Every line from the one with "any balcony railing" to the end of the entries, both included, is to be copied exactly; the other lines stay out.

RECORDS FOR THIS EXERCISE ▸
☆ ☆ ☆

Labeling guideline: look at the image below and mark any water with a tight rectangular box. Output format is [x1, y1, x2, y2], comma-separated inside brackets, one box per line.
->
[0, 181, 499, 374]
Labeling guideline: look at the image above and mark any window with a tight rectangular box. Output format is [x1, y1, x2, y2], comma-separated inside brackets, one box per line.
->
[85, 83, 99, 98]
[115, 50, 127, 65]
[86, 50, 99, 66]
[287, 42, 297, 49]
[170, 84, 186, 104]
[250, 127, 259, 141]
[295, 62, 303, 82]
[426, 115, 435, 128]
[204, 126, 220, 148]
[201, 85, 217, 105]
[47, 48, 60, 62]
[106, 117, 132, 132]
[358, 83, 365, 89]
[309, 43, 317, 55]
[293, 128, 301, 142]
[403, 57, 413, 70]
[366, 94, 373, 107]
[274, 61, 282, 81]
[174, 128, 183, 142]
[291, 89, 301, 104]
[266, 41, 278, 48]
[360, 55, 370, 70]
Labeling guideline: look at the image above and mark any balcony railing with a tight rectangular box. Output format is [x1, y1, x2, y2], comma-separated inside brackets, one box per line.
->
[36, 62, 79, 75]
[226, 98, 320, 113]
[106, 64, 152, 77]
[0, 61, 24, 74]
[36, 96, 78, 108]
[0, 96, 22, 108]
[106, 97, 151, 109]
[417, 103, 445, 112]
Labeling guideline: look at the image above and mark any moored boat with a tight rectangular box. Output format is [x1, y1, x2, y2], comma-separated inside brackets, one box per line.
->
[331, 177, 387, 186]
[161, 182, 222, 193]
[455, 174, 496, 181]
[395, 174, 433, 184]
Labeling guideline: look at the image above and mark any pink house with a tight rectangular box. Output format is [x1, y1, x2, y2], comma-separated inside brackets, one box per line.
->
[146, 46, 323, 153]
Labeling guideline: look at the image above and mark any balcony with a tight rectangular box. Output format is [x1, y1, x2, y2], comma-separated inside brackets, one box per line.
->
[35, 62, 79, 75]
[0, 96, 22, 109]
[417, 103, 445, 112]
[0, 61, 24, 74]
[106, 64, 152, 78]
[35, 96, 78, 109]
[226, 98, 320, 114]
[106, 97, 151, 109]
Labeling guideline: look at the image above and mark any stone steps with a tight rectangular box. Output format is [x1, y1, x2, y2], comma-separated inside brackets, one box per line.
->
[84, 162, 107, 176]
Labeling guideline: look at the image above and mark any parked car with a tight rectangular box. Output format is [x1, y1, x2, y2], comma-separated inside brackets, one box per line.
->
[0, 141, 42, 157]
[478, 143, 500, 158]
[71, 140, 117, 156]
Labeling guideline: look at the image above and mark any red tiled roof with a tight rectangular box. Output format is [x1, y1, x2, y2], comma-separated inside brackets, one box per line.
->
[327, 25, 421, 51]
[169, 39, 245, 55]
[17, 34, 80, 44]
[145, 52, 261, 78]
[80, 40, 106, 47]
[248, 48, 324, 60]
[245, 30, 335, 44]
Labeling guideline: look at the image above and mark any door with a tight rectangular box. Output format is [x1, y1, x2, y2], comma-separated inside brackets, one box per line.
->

☆ ☆ ☆

WRITTEN REPLY ▸
Labeling guideline: look at the image above and mark any balcony railing with a tight rectangular box. Output format is [x1, y1, x2, y2], comma-separated inside brackets, one box per line.
->
[36, 62, 79, 75]
[226, 98, 320, 113]
[106, 64, 152, 77]
[0, 61, 24, 74]
[36, 96, 78, 108]
[0, 96, 22, 108]
[106, 97, 151, 109]
[417, 103, 445, 112]
Labeling guideline: look at the image above and mark any moored boat with a tight rectangular box. Output format is [x1, y1, x2, y2], comma-separated inside brackets, one box per line.
->
[331, 177, 387, 186]
[161, 182, 222, 193]
[455, 174, 496, 181]
[395, 174, 433, 184]
Labeling guideline: look at the image above and mark any pink house with a tight rectangular box. Output format is [x1, y1, x2, y2], comma-separated inside brackets, one box per line.
->
[146, 46, 323, 153]
Labeling guideline: look at the image above and mark any balcony with a tight rectangular box. Output format is [x1, y1, x2, y2], comma-separated inside brackets, one box per line.
->
[35, 62, 79, 75]
[0, 96, 22, 109]
[417, 103, 445, 112]
[0, 61, 24, 74]
[106, 64, 152, 78]
[35, 96, 78, 109]
[226, 98, 320, 114]
[106, 97, 151, 109]
Labeling guideline: look at the image above and mark any stone steps with a tight rectangular box. Output format is [x1, y1, x2, y2], comma-separated inside brackets, one box per line.
->
[84, 162, 107, 176]
Labeling guideline: look at the image above and mark any parked car with a tight rectangular box. Output format is [x1, y1, x2, y2], comma-separated inside brackets, one box per line.
->
[0, 141, 42, 157]
[478, 143, 500, 158]
[71, 140, 117, 156]
Labeling guideline: look at the image above and mark any red tiled roof with a tight rectangular box. Output format is [x1, y1, x2, y2], comma-separated inside brackets, one box per line.
->
[327, 25, 421, 51]
[169, 39, 245, 55]
[17, 34, 80, 44]
[145, 52, 261, 78]
[80, 40, 106, 47]
[248, 48, 324, 60]
[245, 30, 335, 44]
Labeling guideline: look at the image above and mark any door with a tight rectangular box. Output format is [x1, y1, x2, y2], comma-separated inside brackets, one box per line.
->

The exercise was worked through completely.